[BEGIN]

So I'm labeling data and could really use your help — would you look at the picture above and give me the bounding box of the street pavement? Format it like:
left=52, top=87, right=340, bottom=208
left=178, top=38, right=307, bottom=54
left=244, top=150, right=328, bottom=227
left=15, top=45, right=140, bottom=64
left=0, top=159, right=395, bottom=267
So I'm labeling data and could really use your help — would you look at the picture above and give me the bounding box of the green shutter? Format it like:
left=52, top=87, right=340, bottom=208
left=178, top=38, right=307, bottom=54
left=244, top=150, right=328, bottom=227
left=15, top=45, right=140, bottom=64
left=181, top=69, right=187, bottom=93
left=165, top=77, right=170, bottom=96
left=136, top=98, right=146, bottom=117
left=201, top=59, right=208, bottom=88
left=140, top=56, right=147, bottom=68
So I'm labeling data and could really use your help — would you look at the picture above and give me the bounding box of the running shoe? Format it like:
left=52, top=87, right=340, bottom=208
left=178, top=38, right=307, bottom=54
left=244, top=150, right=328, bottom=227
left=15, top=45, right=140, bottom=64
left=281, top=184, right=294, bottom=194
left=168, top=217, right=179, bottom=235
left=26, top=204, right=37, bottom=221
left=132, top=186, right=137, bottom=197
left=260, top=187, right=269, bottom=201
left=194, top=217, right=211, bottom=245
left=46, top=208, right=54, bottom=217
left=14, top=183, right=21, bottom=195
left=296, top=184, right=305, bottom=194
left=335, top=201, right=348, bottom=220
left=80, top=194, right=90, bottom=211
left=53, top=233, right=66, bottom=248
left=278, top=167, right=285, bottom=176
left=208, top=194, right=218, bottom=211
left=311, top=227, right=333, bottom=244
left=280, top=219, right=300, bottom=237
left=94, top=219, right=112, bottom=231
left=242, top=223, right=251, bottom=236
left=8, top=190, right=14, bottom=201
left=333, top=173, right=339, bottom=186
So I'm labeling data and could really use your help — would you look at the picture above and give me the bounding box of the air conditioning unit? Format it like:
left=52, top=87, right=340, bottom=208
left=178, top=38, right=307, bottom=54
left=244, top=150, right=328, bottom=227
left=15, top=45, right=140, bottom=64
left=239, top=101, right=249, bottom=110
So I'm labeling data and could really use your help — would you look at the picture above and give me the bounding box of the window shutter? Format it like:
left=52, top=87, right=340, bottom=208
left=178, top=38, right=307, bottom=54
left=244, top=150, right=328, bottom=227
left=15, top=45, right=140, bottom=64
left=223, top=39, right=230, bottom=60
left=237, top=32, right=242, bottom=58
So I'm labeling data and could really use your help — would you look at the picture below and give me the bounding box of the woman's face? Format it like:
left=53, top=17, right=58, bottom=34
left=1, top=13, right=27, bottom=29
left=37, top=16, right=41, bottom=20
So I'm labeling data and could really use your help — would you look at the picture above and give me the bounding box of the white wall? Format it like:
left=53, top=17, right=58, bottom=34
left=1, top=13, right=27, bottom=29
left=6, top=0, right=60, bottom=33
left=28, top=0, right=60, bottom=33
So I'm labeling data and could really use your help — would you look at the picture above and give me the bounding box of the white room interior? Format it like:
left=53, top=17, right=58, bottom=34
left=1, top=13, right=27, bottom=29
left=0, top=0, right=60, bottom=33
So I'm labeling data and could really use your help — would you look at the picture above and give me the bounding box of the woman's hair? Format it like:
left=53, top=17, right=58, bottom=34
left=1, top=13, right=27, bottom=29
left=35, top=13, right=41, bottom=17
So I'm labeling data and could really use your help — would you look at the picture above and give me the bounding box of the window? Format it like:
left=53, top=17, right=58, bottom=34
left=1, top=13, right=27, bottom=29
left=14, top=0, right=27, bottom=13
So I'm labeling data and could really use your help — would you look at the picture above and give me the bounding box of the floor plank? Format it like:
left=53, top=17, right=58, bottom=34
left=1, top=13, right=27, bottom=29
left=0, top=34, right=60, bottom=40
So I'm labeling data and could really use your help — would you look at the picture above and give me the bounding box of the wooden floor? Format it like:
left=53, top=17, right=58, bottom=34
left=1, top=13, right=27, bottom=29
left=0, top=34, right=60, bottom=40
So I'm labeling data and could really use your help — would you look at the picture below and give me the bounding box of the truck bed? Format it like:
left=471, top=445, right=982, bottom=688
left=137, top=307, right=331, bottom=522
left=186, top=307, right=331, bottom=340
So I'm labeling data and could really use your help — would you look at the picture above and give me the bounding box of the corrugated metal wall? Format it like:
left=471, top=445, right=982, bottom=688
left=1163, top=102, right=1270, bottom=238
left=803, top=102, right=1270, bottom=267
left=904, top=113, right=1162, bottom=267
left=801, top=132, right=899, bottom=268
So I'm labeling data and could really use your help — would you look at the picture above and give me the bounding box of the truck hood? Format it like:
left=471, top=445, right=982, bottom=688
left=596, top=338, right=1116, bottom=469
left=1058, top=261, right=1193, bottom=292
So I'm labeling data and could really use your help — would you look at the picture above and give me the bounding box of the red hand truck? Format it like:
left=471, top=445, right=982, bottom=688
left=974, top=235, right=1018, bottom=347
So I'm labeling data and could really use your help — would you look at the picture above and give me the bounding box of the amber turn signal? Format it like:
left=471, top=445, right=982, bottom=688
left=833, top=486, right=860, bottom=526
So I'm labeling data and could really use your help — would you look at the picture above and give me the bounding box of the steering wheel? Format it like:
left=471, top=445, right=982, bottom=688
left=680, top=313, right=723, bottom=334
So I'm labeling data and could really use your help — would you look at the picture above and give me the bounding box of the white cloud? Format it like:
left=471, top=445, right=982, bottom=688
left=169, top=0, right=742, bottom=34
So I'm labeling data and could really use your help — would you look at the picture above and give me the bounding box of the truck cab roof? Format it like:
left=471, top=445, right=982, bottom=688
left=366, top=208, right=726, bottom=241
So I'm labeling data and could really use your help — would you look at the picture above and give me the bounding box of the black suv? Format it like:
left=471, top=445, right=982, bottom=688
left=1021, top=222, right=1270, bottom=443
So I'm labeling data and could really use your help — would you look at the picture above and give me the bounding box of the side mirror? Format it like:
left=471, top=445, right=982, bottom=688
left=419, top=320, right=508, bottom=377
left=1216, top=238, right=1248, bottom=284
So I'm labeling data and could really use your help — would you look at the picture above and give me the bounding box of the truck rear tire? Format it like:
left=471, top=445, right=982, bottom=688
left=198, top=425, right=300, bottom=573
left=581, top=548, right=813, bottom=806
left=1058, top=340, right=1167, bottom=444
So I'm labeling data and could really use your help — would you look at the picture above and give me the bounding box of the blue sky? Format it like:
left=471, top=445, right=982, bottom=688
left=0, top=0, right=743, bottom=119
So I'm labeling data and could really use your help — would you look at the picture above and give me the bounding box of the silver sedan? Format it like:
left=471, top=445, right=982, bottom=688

[END]

## TASK INSTRUCTIONS:
Rewrite the whole listing above, changing every "bounding box" to "enclosing rectangle" and leaving everything else as it is.

## EXERCISE RESULT:
So I'm labeling data and could really use your help — would you look at the picture above and give me the enclosing rectangle of the street pavement? Format it like:
left=52, top=87, right=340, bottom=208
left=178, top=38, right=307, bottom=54
left=244, top=150, right=328, bottom=227
left=15, top=45, right=140, bottom=64
left=0, top=159, right=395, bottom=267
So I'm labeling data and could really use your help — would you look at the picture above and give me the enclosing rectangle of the green shutter? Format it like:
left=52, top=87, right=340, bottom=208
left=178, top=38, right=307, bottom=54
left=244, top=150, right=328, bottom=227
left=15, top=45, right=140, bottom=64
left=181, top=69, right=187, bottom=93
left=165, top=77, right=170, bottom=96
left=136, top=98, right=146, bottom=117
left=201, top=59, right=208, bottom=88
left=140, top=56, right=147, bottom=68
So I'm labeling data and could really use your help — would you look at the picture above and give me the enclosing rectangle of the running shoe? Format it like:
left=52, top=87, right=340, bottom=208
left=178, top=38, right=307, bottom=54
left=244, top=150, right=328, bottom=227
left=15, top=45, right=140, bottom=64
left=281, top=184, right=294, bottom=194
left=168, top=217, right=179, bottom=235
left=26, top=204, right=37, bottom=221
left=132, top=186, right=137, bottom=197
left=260, top=187, right=269, bottom=201
left=194, top=217, right=211, bottom=245
left=46, top=208, right=54, bottom=217
left=14, top=183, right=21, bottom=195
left=296, top=184, right=305, bottom=194
left=335, top=201, right=348, bottom=220
left=80, top=194, right=90, bottom=211
left=53, top=233, right=66, bottom=248
left=278, top=167, right=285, bottom=176
left=208, top=194, right=218, bottom=211
left=311, top=227, right=333, bottom=244
left=280, top=219, right=300, bottom=237
left=94, top=219, right=112, bottom=231
left=242, top=223, right=251, bottom=236
left=8, top=190, right=14, bottom=201
left=333, top=173, right=339, bottom=186
So I'm labeling data and could really use your help — would you look at the picture above and give me the enclosing rectangle of the air conditioning unit? Format it like:
left=52, top=87, right=340, bottom=208
left=178, top=38, right=307, bottom=54
left=244, top=150, right=328, bottom=227
left=15, top=45, right=140, bottom=64
left=239, top=101, right=249, bottom=110
So I'm labeling data and could really use your help — would you look at the picture above and give me the enclosing rectangle of the window shutter? Format it like:
left=52, top=87, right=340, bottom=208
left=178, top=38, right=307, bottom=54
left=244, top=150, right=328, bottom=227
left=15, top=45, right=140, bottom=64
left=223, top=39, right=230, bottom=60
left=237, top=32, right=242, bottom=58
So I'm labeling data and could really use your help — would you look at the picture below and give me the enclosing rectangle of the woman's face? Format it like:
left=53, top=17, right=58, bottom=34
left=1, top=13, right=27, bottom=29
left=37, top=16, right=41, bottom=20
So I'm labeling data and could really use your help — would you look at the picture above and give me the enclosing rectangle of the white wall? Format it like:
left=53, top=17, right=58, bottom=34
left=1, top=13, right=27, bottom=29
left=6, top=0, right=60, bottom=33
left=28, top=0, right=60, bottom=33
So I'm labeling data and could really use your help — would you look at the picture above and give me the enclosing rectangle of the white room interior? Format it like:
left=53, top=17, right=58, bottom=34
left=1, top=13, right=27, bottom=29
left=0, top=0, right=60, bottom=33
So I'm labeling data and could really use your help — would you look at the picture above and give me the enclosing rectangle of the woman's hair? Format it like:
left=53, top=17, right=58, bottom=34
left=1, top=13, right=27, bottom=29
left=35, top=13, right=41, bottom=17
So I'm labeling data and could really use your help — would you look at the picture above and give me the enclosing rectangle of the window? Format it like:
left=53, top=17, right=58, bottom=34
left=1, top=13, right=27, bottom=29
left=14, top=0, right=27, bottom=13
So I'm labeling data and could really use your help — would you look at the picture above and give me the enclosing rectangle of the floor plank? Format it like:
left=53, top=17, right=58, bottom=34
left=1, top=13, right=27, bottom=29
left=0, top=34, right=60, bottom=40
So I'm labeling data and could really use your help — would you look at the picture above and give me the enclosing rectangle of the wooden floor? Format it like:
left=53, top=17, right=58, bottom=34
left=1, top=13, right=27, bottom=29
left=0, top=34, right=60, bottom=40
So I'm labeling data and could really use your help — would you look at the picture below and give me the enclosing rectangle of the truck bed? Format it like:
left=471, top=445, right=982, bottom=688
left=137, top=307, right=331, bottom=522
left=186, top=307, right=331, bottom=340
So I'm labeling data and could really use your help — would you look at the picture above and give me the enclosing rectangle of the corrugated metal wall? Format it like:
left=471, top=445, right=982, bottom=688
left=1163, top=102, right=1270, bottom=238
left=803, top=102, right=1270, bottom=267
left=904, top=113, right=1162, bottom=267
left=801, top=132, right=899, bottom=268
So I'm labeling data and could really use your help — would you look at the picture above and give me the enclosing rectangle of the truck hood? Format it like:
left=471, top=445, right=982, bottom=688
left=596, top=338, right=1116, bottom=469
left=1058, top=261, right=1193, bottom=292
So I'm labeling data and could really use your help — would you look at the picture above and give me the enclosing rectangle of the red hand truck? Format it like:
left=471, top=445, right=982, bottom=688
left=974, top=235, right=1018, bottom=347
So I'm labeling data and could really use your help — would you look at the picture above and give me the enclosing rectangle of the amber turn signal? Format it like:
left=471, top=445, right=982, bottom=688
left=833, top=486, right=860, bottom=526
So I'm labeling data and could really use your help — would you look at the picture above and give me the enclosing rectangle of the steering wheel? Format it like:
left=471, top=445, right=982, bottom=688
left=680, top=313, right=723, bottom=334
So I'm labeling data and could really use your help — would you look at the picture above and give me the enclosing rectangle of the white cloud? Format it like:
left=471, top=445, right=982, bottom=688
left=169, top=0, right=742, bottom=34
So I'm labeling data and could really use your help — would you look at the picture above and give me the enclosing rectangle of the truck cab roof? Format it like:
left=471, top=445, right=982, bottom=688
left=366, top=208, right=726, bottom=241
So I'm labeling data and could really use your help — would you look at the picture above and give me the enclosing rectangle of the black suv? Format it like:
left=471, top=445, right=982, bottom=688
left=1021, top=222, right=1270, bottom=443
So I'm labeling data and could really use your help — would you look at the picture above and give me the enclosing rectangle of the side mirror? Format it like:
left=471, top=445, right=982, bottom=688
left=419, top=320, right=508, bottom=377
left=1216, top=238, right=1248, bottom=284
So I'm labeling data and could really use your help — would you look at the picture above and give me the enclosing rectangle of the truck rear tire? Format it like:
left=471, top=445, right=982, bottom=688
left=198, top=425, right=300, bottom=573
left=581, top=548, right=813, bottom=806
left=1058, top=340, right=1167, bottom=444
So I'm labeling data and could really use your help — would you look at the picture above and give me the enclosing rectangle of the blue sky? Format it like:
left=471, top=445, right=982, bottom=688
left=0, top=0, right=743, bottom=119
So I'm labeling data and could really use your help — would you look at the picture above and give me the enclosing rectangle of the silver sedan? Format it like:
left=471, top=445, right=982, bottom=688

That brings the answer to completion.